*AIM*: Retype, without alteration, each line from the line containing "the chopped green onion" to the final line of the records.

*DATA ENTRIES*:
___

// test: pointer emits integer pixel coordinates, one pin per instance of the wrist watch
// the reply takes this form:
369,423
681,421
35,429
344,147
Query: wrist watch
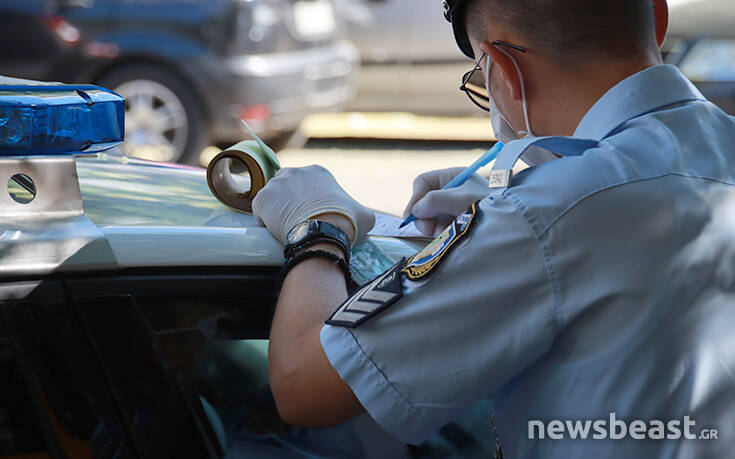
312,232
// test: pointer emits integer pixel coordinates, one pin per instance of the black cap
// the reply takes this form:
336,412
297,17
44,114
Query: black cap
454,12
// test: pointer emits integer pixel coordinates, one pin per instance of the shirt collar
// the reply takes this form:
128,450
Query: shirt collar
641,93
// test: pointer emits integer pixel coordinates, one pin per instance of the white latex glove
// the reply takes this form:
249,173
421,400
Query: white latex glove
294,195
436,208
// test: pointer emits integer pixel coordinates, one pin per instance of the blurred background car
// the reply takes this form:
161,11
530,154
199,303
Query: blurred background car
410,60
188,69
701,42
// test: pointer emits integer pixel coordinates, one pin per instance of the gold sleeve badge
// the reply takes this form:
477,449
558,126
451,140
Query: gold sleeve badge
424,262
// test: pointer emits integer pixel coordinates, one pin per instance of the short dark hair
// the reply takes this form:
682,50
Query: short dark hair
607,28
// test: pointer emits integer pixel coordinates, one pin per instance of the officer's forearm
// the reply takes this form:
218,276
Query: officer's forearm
307,390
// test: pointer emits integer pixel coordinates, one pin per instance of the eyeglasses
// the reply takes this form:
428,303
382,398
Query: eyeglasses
474,84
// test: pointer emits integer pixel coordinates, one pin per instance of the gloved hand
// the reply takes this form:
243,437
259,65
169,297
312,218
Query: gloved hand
436,208
297,194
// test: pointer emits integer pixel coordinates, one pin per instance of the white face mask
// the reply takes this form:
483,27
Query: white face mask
502,128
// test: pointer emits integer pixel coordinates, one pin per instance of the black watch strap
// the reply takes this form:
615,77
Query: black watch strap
311,232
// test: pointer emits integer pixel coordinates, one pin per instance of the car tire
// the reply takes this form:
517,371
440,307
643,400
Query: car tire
164,120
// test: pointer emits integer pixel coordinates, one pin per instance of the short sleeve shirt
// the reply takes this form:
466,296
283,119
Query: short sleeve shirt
594,285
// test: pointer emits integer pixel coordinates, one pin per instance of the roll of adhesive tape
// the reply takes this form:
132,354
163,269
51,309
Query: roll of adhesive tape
236,175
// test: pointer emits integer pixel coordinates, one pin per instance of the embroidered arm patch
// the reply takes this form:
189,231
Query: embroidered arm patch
371,299
426,260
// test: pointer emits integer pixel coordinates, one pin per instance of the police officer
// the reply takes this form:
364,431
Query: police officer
596,285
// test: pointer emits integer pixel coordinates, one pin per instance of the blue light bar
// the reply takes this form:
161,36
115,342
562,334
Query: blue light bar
51,119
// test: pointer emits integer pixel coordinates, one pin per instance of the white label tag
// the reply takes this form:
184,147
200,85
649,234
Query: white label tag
500,179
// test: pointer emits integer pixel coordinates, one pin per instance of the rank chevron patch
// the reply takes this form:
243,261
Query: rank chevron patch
371,299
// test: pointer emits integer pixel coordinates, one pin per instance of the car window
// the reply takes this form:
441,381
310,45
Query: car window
148,393
208,333
20,427
710,60
63,372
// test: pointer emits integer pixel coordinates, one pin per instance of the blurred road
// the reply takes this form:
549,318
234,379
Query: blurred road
378,174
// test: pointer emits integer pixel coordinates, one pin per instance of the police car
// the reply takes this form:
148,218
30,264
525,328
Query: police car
135,308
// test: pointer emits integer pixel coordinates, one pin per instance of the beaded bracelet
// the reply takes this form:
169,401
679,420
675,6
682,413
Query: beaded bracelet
309,254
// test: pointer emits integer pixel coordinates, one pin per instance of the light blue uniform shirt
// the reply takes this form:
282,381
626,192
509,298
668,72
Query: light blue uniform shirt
597,283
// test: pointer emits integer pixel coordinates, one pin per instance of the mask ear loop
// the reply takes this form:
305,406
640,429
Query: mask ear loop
523,90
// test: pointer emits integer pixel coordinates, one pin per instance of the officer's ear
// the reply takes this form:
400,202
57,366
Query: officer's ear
661,15
505,70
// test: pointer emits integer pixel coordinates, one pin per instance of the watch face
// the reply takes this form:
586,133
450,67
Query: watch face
298,232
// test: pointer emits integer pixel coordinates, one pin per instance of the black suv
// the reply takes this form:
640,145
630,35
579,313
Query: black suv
189,69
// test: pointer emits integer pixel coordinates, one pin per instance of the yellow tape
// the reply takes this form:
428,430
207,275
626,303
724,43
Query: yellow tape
227,172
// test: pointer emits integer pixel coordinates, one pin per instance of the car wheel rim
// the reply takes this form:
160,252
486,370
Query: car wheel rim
156,123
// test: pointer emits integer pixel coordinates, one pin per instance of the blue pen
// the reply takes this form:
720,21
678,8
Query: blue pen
465,175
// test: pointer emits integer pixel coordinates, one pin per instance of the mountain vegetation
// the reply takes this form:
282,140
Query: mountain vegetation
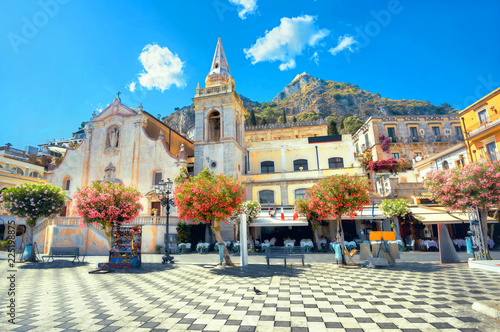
308,98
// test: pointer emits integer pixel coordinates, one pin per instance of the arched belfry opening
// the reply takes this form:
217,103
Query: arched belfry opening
214,124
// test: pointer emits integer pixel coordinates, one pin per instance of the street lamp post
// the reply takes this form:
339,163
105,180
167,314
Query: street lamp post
163,189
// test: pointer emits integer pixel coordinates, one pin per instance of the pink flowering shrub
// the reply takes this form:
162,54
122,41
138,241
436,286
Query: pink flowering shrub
33,201
208,197
473,185
107,203
385,143
336,196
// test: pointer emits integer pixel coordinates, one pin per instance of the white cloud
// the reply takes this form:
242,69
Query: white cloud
345,42
162,68
315,58
245,7
288,40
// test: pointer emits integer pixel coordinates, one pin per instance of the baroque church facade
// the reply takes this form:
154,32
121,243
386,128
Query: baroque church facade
276,163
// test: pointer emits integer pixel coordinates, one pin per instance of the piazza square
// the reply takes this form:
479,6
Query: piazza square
240,165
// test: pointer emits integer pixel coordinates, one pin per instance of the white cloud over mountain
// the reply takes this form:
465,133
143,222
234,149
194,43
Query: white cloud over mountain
287,41
345,42
162,68
245,7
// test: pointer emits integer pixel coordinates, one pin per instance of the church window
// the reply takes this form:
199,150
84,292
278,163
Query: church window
300,165
66,183
300,193
17,170
266,197
113,137
214,127
35,174
267,167
158,176
335,163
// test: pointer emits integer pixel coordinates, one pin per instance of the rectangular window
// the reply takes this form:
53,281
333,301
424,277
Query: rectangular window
267,167
300,165
414,132
483,118
492,151
391,132
266,197
335,163
300,193
158,177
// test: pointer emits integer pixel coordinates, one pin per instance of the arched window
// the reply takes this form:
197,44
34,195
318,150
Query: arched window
266,197
35,174
335,163
113,137
300,193
66,183
157,177
300,165
267,167
1,200
214,127
17,170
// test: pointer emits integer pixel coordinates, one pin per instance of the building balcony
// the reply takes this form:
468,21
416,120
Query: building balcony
298,175
484,127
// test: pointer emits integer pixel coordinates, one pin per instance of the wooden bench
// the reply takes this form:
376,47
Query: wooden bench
64,252
285,253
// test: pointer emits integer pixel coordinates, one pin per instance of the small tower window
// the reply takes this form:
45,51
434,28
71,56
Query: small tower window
214,127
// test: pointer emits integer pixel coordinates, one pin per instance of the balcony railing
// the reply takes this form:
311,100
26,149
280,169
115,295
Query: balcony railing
483,127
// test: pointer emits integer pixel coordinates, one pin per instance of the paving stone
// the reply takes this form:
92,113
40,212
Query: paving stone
411,296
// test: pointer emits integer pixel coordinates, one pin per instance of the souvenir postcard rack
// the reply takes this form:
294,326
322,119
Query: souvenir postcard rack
125,250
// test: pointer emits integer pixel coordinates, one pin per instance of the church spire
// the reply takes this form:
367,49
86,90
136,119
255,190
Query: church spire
219,73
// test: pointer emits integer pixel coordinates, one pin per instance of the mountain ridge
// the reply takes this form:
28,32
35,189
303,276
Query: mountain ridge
307,98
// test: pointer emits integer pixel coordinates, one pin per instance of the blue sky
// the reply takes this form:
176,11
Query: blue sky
61,60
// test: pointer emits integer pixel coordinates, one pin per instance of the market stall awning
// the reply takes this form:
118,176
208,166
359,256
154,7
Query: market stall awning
266,220
438,214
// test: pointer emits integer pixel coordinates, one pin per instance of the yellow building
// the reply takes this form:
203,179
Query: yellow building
481,125
283,161
412,137
15,170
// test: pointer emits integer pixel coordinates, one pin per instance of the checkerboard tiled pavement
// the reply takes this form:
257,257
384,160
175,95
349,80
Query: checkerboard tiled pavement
412,296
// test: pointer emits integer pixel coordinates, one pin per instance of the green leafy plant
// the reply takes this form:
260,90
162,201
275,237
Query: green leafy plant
183,232
209,198
107,203
33,201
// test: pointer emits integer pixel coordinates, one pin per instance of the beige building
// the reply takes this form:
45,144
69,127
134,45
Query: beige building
411,137
15,170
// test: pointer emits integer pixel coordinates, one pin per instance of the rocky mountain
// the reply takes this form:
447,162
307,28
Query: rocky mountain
308,98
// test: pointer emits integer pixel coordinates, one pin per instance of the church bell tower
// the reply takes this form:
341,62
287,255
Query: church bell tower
219,121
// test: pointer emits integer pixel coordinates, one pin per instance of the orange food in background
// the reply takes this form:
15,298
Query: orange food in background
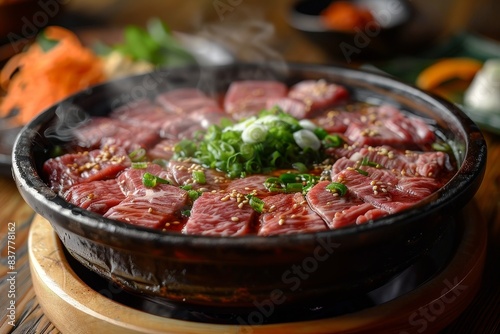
345,16
45,77
448,69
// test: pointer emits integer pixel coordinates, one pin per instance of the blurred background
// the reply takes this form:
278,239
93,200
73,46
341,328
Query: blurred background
433,21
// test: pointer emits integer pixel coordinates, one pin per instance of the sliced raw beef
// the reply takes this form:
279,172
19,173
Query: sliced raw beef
100,132
407,163
163,150
180,173
130,180
158,207
247,98
186,125
339,211
216,214
253,184
297,108
337,121
143,113
391,127
96,196
289,214
382,195
70,169
185,100
318,94
418,186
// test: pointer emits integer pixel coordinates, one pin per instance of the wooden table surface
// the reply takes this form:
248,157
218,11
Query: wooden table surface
482,315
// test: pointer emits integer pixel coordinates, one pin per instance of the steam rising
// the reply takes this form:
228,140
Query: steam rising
248,36
68,118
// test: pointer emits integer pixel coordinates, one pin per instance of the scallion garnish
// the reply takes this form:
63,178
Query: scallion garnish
193,194
199,176
150,180
302,168
337,187
273,140
139,165
256,203
332,141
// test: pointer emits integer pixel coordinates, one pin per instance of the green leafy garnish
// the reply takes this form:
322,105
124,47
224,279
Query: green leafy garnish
291,182
46,43
272,140
139,165
199,177
155,44
149,180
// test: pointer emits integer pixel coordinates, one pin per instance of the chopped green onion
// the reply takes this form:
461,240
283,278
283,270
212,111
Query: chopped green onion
307,139
137,155
150,180
302,168
337,187
193,194
161,162
307,124
320,133
45,43
255,133
139,165
272,140
256,203
332,141
199,176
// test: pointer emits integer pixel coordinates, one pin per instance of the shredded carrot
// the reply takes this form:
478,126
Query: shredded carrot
45,77
345,16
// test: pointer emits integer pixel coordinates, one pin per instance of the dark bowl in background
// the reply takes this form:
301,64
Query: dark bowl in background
235,272
369,43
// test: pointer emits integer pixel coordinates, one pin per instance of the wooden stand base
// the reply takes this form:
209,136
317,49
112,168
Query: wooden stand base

___

*ANSWER BELOW*:
// test: pointer emits integer pixel coordinates, one pin per instance of the chopped green onion
// the reply takes this form:
461,240
283,278
283,270
212,111
Query: chopped green onion
307,139
137,155
150,180
302,168
337,187
193,194
161,162
307,124
320,133
45,43
255,133
139,165
272,140
256,203
332,141
199,176
// test: pointer emits integer pixel coordinates, one pin per instance of the shredded carrot
// the reply takes this form:
478,126
Query: shredded carrot
45,77
345,16
// test: pointer emits integer pixel coordinates, one pin per instance of the dark bowl in background
// the reply takes this form:
301,64
Query: dark bowl in background
235,272
369,43
// test: pointer emits integer pixel coordinates, one pin per instance of the wooden stand base
// the reply takes this form:
209,136
317,49
112,168
Query: wooden stand base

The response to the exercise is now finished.